■ Problem requirements
Rescale the records from their first line through the line that contains "203 86 L 202", both ends included, and give back only that span. Copy every line in it, but multiply each coordinate in the answer outlines by 0.65 and round it to a whole number, rounding halves up.
+ + + + +
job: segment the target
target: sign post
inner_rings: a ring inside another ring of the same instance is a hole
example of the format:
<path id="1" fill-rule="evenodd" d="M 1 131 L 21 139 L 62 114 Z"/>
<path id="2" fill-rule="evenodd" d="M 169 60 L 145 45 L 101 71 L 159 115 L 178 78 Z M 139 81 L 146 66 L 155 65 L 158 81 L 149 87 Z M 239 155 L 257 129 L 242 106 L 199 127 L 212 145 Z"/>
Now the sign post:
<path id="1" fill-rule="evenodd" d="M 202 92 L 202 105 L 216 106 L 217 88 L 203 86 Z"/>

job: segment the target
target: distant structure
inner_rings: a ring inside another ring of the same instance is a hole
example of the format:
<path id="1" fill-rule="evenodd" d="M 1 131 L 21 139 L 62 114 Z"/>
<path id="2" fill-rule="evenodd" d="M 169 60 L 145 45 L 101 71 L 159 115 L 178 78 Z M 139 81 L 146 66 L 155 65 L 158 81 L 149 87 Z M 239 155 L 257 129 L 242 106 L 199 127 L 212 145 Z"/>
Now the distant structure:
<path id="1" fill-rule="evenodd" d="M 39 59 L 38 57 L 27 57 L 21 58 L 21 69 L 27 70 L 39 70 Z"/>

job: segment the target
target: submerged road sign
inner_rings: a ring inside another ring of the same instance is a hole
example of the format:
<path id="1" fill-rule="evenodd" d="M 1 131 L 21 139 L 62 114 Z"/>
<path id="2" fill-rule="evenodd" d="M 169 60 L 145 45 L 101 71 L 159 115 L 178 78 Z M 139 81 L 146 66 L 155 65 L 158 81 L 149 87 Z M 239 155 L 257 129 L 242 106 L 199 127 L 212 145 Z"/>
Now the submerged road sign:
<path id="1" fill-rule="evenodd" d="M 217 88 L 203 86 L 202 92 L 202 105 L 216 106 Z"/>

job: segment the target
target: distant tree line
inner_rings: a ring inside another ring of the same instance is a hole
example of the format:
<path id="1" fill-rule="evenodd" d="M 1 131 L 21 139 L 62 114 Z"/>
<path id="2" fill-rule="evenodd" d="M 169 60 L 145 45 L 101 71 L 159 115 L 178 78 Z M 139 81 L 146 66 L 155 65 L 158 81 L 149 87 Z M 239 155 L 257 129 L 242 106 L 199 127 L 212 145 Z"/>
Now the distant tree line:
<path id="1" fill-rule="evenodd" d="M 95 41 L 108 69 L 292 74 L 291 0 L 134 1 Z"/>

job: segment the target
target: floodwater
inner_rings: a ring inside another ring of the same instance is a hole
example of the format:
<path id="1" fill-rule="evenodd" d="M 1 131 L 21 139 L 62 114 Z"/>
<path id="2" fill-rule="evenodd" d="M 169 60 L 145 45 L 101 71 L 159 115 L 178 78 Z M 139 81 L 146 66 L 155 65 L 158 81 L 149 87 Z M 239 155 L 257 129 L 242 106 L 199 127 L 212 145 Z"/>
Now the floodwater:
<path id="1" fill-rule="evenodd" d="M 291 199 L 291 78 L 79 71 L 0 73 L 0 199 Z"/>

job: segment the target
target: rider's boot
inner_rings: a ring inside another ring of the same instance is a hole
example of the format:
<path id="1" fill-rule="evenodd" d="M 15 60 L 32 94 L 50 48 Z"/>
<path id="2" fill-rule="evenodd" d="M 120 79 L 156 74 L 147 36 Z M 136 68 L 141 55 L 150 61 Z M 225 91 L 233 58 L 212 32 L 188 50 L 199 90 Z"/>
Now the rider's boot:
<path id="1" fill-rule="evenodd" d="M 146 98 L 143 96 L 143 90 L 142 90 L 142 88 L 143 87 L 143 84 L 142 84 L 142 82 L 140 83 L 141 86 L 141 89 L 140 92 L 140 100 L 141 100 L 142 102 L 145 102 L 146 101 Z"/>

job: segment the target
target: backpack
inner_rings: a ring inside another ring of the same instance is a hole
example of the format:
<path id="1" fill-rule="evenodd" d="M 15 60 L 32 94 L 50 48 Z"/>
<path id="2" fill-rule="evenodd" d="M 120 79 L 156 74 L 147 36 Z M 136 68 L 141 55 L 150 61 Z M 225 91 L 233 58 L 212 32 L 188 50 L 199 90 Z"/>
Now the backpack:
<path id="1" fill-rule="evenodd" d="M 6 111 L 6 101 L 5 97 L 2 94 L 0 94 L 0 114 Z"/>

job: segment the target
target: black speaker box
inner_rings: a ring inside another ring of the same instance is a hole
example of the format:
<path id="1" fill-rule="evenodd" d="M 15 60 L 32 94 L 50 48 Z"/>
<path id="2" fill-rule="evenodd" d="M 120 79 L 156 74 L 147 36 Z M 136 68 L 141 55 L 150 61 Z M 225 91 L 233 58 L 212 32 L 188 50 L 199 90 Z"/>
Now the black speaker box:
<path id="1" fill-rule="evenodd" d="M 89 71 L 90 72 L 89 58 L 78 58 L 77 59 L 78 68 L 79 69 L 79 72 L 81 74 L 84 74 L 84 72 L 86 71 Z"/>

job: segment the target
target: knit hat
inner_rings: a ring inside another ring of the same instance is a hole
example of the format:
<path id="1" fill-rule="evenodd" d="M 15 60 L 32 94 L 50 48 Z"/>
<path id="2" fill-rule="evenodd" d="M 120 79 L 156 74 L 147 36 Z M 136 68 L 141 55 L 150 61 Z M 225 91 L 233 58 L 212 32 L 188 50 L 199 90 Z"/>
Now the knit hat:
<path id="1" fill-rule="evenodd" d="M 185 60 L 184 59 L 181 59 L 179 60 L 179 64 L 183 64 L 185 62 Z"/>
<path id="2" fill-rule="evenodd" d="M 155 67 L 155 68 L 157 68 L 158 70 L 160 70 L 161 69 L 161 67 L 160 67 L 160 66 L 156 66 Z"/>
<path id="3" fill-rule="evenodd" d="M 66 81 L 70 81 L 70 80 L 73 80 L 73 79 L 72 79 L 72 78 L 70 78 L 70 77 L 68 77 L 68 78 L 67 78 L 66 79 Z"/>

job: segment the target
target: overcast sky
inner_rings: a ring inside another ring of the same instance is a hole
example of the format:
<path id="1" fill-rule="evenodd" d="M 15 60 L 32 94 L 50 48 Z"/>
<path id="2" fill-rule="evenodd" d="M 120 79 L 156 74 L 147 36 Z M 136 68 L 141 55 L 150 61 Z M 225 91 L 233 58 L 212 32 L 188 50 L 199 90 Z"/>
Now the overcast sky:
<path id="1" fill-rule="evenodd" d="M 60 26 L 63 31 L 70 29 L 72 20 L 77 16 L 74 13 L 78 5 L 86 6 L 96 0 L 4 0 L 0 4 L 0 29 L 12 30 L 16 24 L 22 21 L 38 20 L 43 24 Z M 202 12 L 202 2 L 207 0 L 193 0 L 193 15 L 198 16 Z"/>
+ + + + +
■ Answer for the task
job: segment the target
target: sign post
inner_rings: a ring inside another ring of the same instance is a hole
example of the format:
<path id="1" fill-rule="evenodd" d="M 1 131 L 21 139 L 62 114 Z"/>
<path id="2" fill-rule="evenodd" d="M 169 60 L 145 45 L 101 71 L 159 115 L 178 78 Z M 139 81 L 146 66 L 155 65 L 158 81 L 149 87 Z M 239 155 L 257 129 L 242 106 L 199 127 L 212 145 Z"/>
Now the sign post:
<path id="1" fill-rule="evenodd" d="M 131 60 L 131 68 L 140 69 L 141 57 L 132 56 Z"/>

job: segment the target
target: distant structure
inner_rings: a ring inside another ring of the same instance is a hole
example of the format:
<path id="1" fill-rule="evenodd" d="M 1 131 L 21 139 L 62 114 Z"/>
<path id="2" fill-rule="evenodd" d="M 169 60 L 145 45 L 101 71 L 159 115 L 178 78 Z M 139 81 L 146 66 L 155 65 L 158 81 L 149 87 Z M 239 155 L 257 129 L 242 106 L 199 127 L 212 145 Z"/>
Now the distant structure:
<path id="1" fill-rule="evenodd" d="M 25 38 L 25 37 L 18 37 L 14 38 L 14 45 L 18 46 L 25 46 Z"/>

job: segment the target
target: submerged road sign
inner_rings: a ring inside another ring of the same instance is a hole
example of the format:
<path id="1" fill-rule="evenodd" d="M 1 131 L 21 139 L 62 114 Z"/>
<path id="2" fill-rule="evenodd" d="M 169 60 L 145 45 L 101 71 L 159 115 L 178 78 Z M 139 81 L 146 66 L 155 65 L 158 81 L 149 87 Z M 239 155 L 257 129 L 242 106 L 199 127 L 212 145 Z"/>
Now the submerged road sign:
<path id="1" fill-rule="evenodd" d="M 141 57 L 132 56 L 131 60 L 131 68 L 140 69 Z"/>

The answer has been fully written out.